WHAT THE EXERCISE ASKS: Transcribe every line of the listing below word for word, including each coordinate pair. Omit the picture placeholders from your copy.

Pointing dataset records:
++++++++++++++++++++

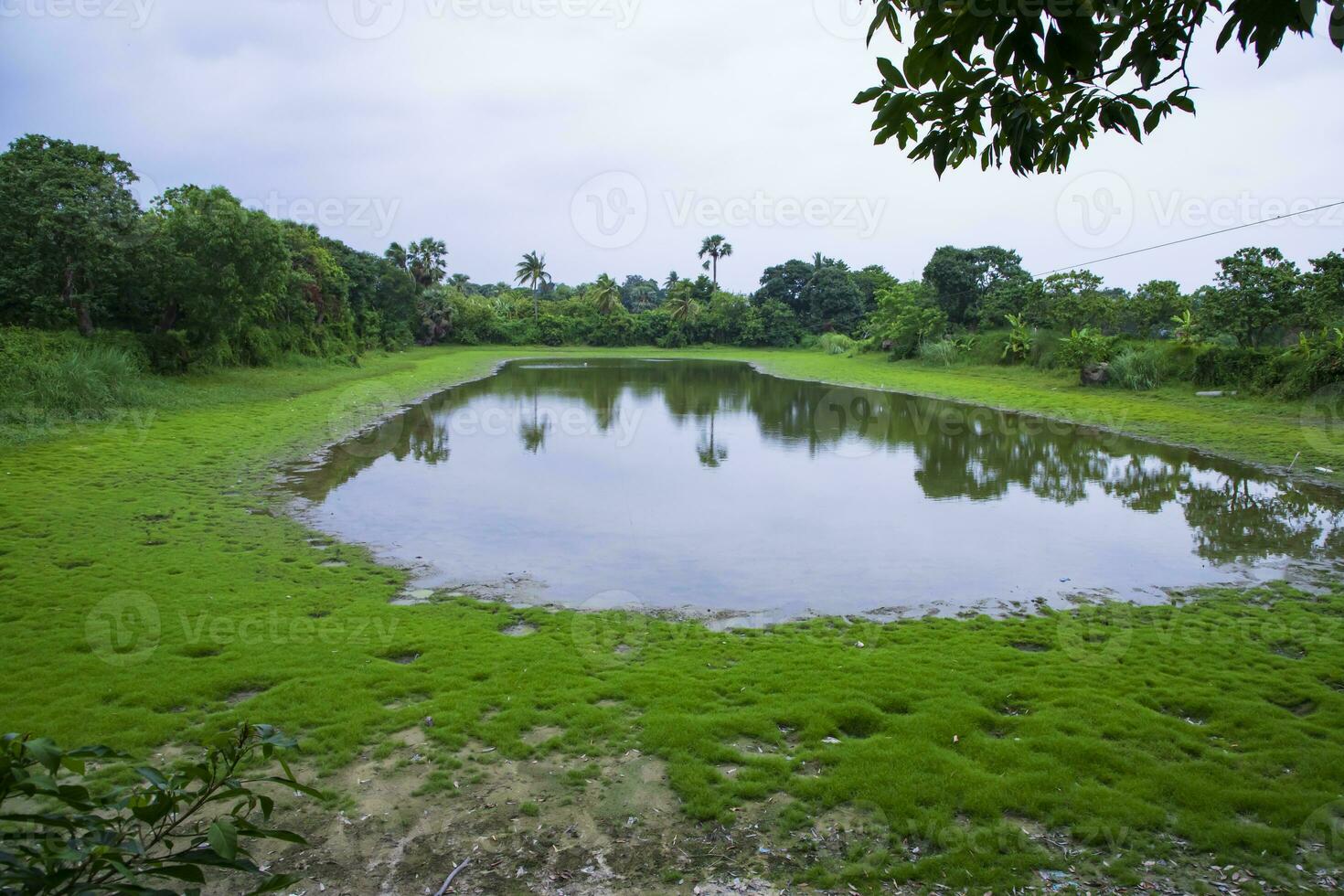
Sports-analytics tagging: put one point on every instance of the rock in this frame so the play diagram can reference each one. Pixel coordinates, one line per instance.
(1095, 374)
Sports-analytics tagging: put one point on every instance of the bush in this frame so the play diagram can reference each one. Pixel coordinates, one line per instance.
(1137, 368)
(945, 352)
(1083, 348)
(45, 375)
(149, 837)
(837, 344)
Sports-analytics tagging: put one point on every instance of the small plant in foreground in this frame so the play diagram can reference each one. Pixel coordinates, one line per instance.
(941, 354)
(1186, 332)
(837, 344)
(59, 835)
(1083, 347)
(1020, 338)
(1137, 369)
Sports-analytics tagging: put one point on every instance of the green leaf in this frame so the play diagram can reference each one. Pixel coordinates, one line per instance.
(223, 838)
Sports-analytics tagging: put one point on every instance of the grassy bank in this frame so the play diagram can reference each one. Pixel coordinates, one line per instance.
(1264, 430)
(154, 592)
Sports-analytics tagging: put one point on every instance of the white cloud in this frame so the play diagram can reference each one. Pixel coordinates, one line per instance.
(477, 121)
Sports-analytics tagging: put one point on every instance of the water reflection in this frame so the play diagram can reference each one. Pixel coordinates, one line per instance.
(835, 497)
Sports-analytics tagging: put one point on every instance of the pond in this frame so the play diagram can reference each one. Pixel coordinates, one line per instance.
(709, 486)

++++++++++++++++++++

RESPONSE TO THE EXERCISE:
Sports-analytics tagging: put one point on every instance of the rock in this frame so the play diagram can reference each one. Pixel coordinates, one line per instance.
(1095, 374)
Sports-analytics tagging: put one point on every instance of the bush in this frame so the play diagram can reference each one. Pixel coordinates, one line per instance.
(1137, 368)
(945, 352)
(1083, 348)
(45, 375)
(149, 837)
(837, 344)
Sports-analytics tagging: put one point on every instance of the small plant in foreground in this frame so the play diagram can reference each one. Pixel coordinates, one line per instance.
(941, 354)
(1186, 332)
(837, 344)
(59, 835)
(1083, 347)
(1020, 338)
(1137, 369)
Sports-analytics tagging: put one point on every instance of the green leaf in this frame so the play diagram can reference each one. Pixel coordinates, one line per instance.
(223, 838)
Sports-analytics tagging: put one point on every instance of the grassy bank in this frame so the play diagram can reference each one. Pixel coordinates, one line per instance.
(1264, 430)
(154, 592)
Sports-analytics tagging: put one point on every instance of the white cloud in this frame so the play diagram can reference each one. Pixel coordinates, one line per instance.
(477, 121)
Sports-analytics tagging: put one point on every instance of the water reflection in this frame so the play diagram can reference each one. Pixel coordinates, one line per instance.
(835, 497)
Sports-analytics tagging: put one point on every instance of the pond in this frame so the play diagram can reference each one. Pixel coordinates, one line per instance.
(709, 486)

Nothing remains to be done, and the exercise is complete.